▸ **EXERCISE INSTRUCTIONS**
Copy each of the entries below line for line, with no changes.

++++ RECORDS PROVIDED

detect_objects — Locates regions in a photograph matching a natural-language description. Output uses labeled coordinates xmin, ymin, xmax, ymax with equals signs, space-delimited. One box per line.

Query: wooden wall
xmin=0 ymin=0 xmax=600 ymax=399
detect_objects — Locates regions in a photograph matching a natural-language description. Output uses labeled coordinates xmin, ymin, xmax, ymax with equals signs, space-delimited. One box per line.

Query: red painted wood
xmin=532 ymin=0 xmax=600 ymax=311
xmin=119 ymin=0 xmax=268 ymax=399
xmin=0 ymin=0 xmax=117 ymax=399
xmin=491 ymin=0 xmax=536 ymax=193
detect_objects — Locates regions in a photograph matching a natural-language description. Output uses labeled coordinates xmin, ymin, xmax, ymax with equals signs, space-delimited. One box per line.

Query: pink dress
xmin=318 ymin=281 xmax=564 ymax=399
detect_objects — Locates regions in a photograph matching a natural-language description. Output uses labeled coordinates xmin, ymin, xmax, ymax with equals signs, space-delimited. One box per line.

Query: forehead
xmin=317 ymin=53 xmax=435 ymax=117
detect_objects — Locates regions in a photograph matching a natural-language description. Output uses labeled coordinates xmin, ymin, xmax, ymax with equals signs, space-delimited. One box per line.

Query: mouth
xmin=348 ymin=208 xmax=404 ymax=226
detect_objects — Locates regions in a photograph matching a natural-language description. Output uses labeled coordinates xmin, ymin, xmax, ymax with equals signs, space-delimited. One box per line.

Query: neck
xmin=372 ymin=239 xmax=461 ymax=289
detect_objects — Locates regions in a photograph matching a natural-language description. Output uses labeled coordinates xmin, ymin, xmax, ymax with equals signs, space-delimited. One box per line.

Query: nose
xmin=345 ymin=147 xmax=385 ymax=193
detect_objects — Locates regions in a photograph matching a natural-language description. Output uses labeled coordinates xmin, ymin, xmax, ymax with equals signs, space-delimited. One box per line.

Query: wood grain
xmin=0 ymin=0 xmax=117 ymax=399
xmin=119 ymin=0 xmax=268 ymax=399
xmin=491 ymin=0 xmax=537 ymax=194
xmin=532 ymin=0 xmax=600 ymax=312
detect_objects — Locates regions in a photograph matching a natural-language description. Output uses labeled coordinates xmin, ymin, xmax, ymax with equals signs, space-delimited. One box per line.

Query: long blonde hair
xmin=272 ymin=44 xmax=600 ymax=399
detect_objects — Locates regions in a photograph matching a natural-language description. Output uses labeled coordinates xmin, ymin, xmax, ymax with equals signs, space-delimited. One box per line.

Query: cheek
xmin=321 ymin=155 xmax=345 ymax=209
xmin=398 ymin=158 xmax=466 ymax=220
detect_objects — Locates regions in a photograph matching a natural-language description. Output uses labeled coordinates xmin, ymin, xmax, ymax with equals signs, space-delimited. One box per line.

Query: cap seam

++++++++

▸ **ANSWER BELOW**
detect_objects — Locates regions in a photograph matching a natural-language description. Output uses labeled coordinates xmin, ymin, xmax, ymax with equals signs, space-delimited. One box per line.

Query: wooden wall
xmin=0 ymin=0 xmax=600 ymax=399
detect_objects — Locates regions in a photograph matching a natural-language description. Output uses labeled coordinates xmin, ymin, xmax, ymax with equals signs, space-delimited. One box per line.

Query: red painted wood
xmin=532 ymin=0 xmax=600 ymax=311
xmin=119 ymin=0 xmax=268 ymax=399
xmin=0 ymin=0 xmax=117 ymax=399
xmin=491 ymin=0 xmax=536 ymax=193
detect_objects — Locates regions in a photograph matching a natural-language description. Output uses labeled coordinates xmin, ymin, xmax, ymax with equals signs, space-delimited. One box per line.

Query: pink dress
xmin=318 ymin=281 xmax=564 ymax=399
detect_objects — Locates regions in a photograph matching a natural-language description. Output uses labeled coordinates xmin, ymin, xmax, ymax with equals signs, space-delimited. One box per line.

Query: forehead
xmin=317 ymin=53 xmax=435 ymax=117
detect_objects — Locates regions in a photograph matching a natural-language description. Output uses labeled coordinates xmin, ymin, xmax, ymax with equals signs, space-delimited. One box per line.

Query: mouth
xmin=348 ymin=208 xmax=404 ymax=226
detect_objects — Locates regions in a photograph matching a natural-language description. Output uses labeled coordinates xmin, ymin, xmax, ymax with equals signs, space-delimited. One box per line.

Query: neck
xmin=372 ymin=239 xmax=461 ymax=289
detect_objects — Locates regions in a photograph matching a natural-language description. Output uses labeled coordinates xmin, ymin, xmax, ymax with equals signs, space-delimited. One box per line.

Query: nose
xmin=345 ymin=147 xmax=385 ymax=193
detect_objects — Locates regions in a photograph matching a natural-language description. Output uses labeled coordinates xmin, ymin, xmax, ymax with equals signs, space-delimited. One box per line.

Query: wood grain
xmin=0 ymin=0 xmax=117 ymax=399
xmin=119 ymin=0 xmax=268 ymax=399
xmin=491 ymin=0 xmax=537 ymax=194
xmin=532 ymin=0 xmax=600 ymax=312
detect_objects — Locates regions in a photograph matching a natural-language description. Output uses labeled coordinates xmin, ymin, xmax, ymax with equals signs, space-delimited. One box per line.

Query: long blonde hair
xmin=272 ymin=44 xmax=600 ymax=399
detect_objects — Locates regions in a photograph matching a natural-language description. Output uses labeled coordinates xmin, ymin, xmax, ymax with equals signs, space-delimited. One box per line.

Query: cheek
xmin=321 ymin=155 xmax=345 ymax=209
xmin=398 ymin=158 xmax=466 ymax=220
detect_objects — Locates regions in a photograph matching a natural-language description. Output uses labeled coordinates xmin, ymin, xmax, ymax with equals signs, space-delimited. One box per line.

Query: cap seam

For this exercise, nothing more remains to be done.